:: DOCUMENT SECTION ::
++++++++++

Using GUI builders, that will generate code for you is a common practice. Thanks to this you don't need to manually create all widgets. You just drag&drop them and the use generated code. For simple widgets this really saves time (I have used this a lot for wxWidgets).
Really, when you are using almost any programming language, you are using a "code generator" (except for assembly or machine code.) I often write little 200-line scripts that crank out a few thousand lines of C. There is also software you can get which helps generate certain types of code (yacc and lex, for example, are used to generate parsers to create programming languages.)
The key here is to think of your code generator's input as the actual source code, and think of the stuff it spits out as just part of the build process. In which case, you are writing in a higher-level language with fewer actual lines of code to deal with.
For example, here is a very long and tedious file I (didn't) write as part of my work modifying the Quake2-based game engine CRX. It takes the integer values of all #defined constants from two of the headers, and makes them into "cvars" (variables for the in-game console.)
http://meliaserlow.dyndns.tv:8000/alienarena/lua_source/game/cvar_constants.c
Here is the short Bash script which generated that code at compile-time:
http://meliaserlow.dyndns.tv:8000/alienarena/lua_source/autogen/constant_cvars.sh
Now, which would you rather maintain? They are both equivalent in terms of what they describe, but one is vastly longer and more annoying to deal with.
The canonical example of this is data access, but I have another example. I've worked on a messaging system that communicates over serial port, sockets, etc., and I found I kept having to write classes like this over and over again:
public class FooMessage
{
public FooMessage()
{
}
public FooMessage(int bar, string baz, DateTime blah)
{
this.Bar = bar;
this.Baz = baz;
this.Blah = blah;
}
public void Read(BinaryReader reader)
{
this.Bar = reader.ReadInt32();
this.Baz = Encoding.ASCII.GetString(reader.ReadBytes(30));
this.Blah = new DateTime(reader.ReadInt16(), reader.ReadByte(),
reader.ReadByte());
}
public void Write(BinaryWriter writer)
{
writer.Write(this.Bar);
writer.Write(Encoding.ASCII.GetBytes(
this.Baz.PadRight(30).Substring(0, 30)));
writer.Write((Int16)this.Blah.Year);
writer.Write((byte)this.Blah.Month);
writer.Write((byte)this.Blah.Day);
}
public int Bar { get; set; }
public string Baz { get; set; }
public DateTime Blah { get; set; }
}
Try to imagine, if you will, writing this code for no fewer than 300 different types of messages. The same boring, tedious, error-prone code being written, over and over again. I managed to write about 3 of these before I decided it would be easier for me to just write a code generator, so I did.

++++++++++

:: WORK INSTRUCTIONS ::
1. In the discussion of code generators, what does the text say yacc and lex are used for?
2. Pick out every line in the entries that contains the word "hoodie", and copy each one in full.

++++++++++

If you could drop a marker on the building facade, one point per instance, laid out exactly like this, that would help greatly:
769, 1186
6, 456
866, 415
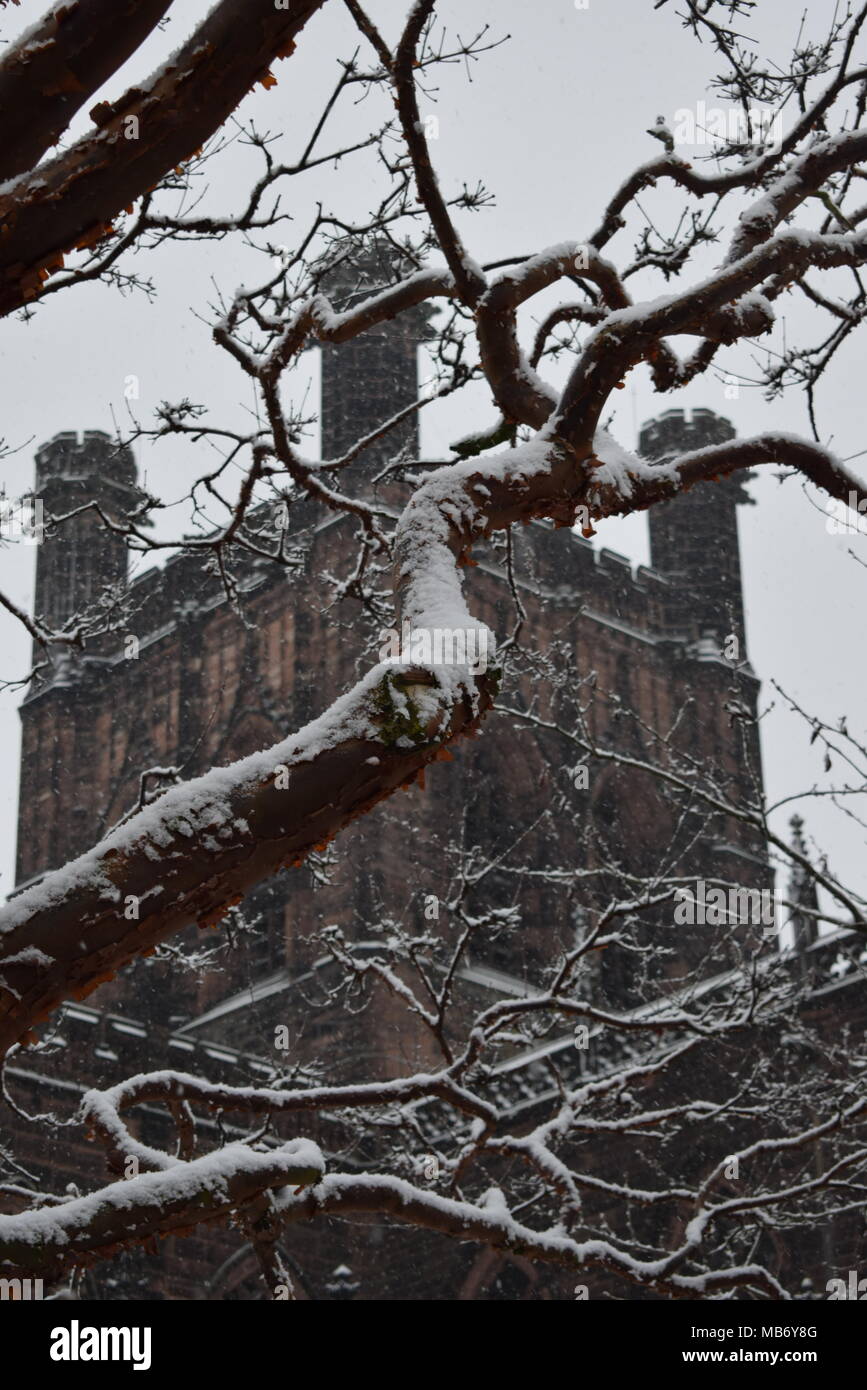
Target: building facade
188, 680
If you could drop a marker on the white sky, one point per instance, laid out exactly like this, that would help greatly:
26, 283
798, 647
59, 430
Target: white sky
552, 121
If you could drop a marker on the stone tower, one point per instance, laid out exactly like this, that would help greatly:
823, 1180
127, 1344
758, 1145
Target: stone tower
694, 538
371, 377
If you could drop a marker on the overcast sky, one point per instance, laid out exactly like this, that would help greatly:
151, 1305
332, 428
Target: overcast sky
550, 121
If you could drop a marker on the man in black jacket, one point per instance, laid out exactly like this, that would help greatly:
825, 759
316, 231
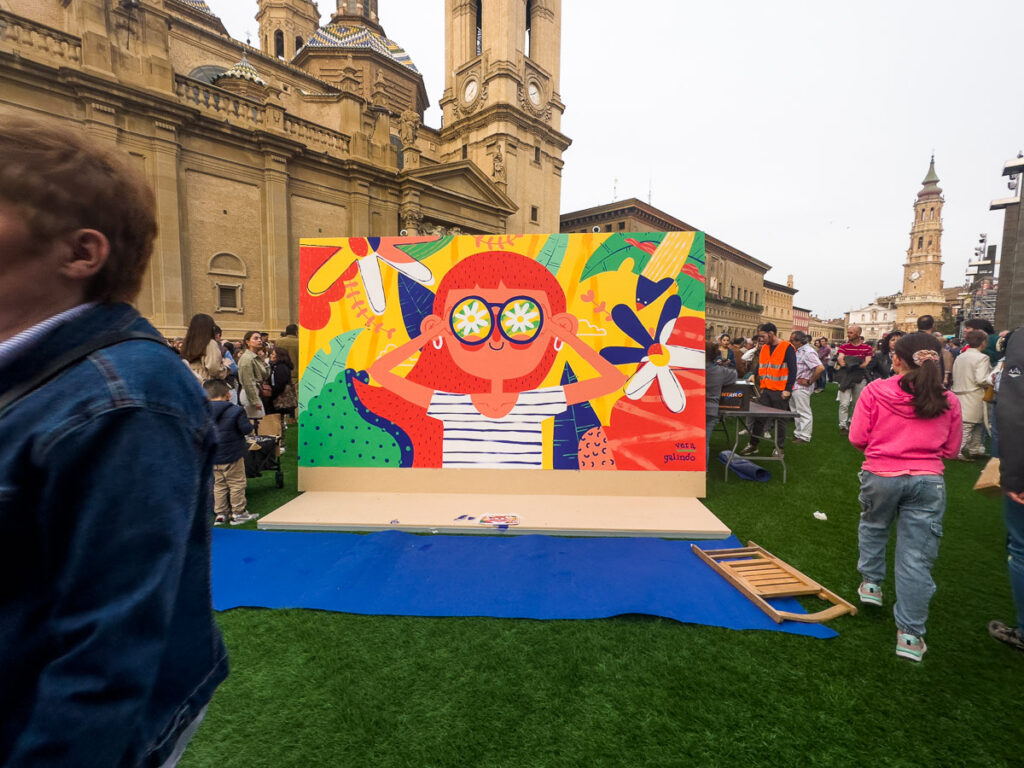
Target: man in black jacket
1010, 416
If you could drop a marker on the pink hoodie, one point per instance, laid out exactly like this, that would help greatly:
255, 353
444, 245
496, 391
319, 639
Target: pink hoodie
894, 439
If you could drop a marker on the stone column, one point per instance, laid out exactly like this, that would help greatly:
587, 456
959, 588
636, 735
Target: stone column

++++++++++

:: THE REPLIES ::
1. They are used to generate parsers to create programming languages.

2.
If you could drop a marker on the pink hoodie, one point per instance, laid out exactly like this, that would help greatly:
Target: pink hoodie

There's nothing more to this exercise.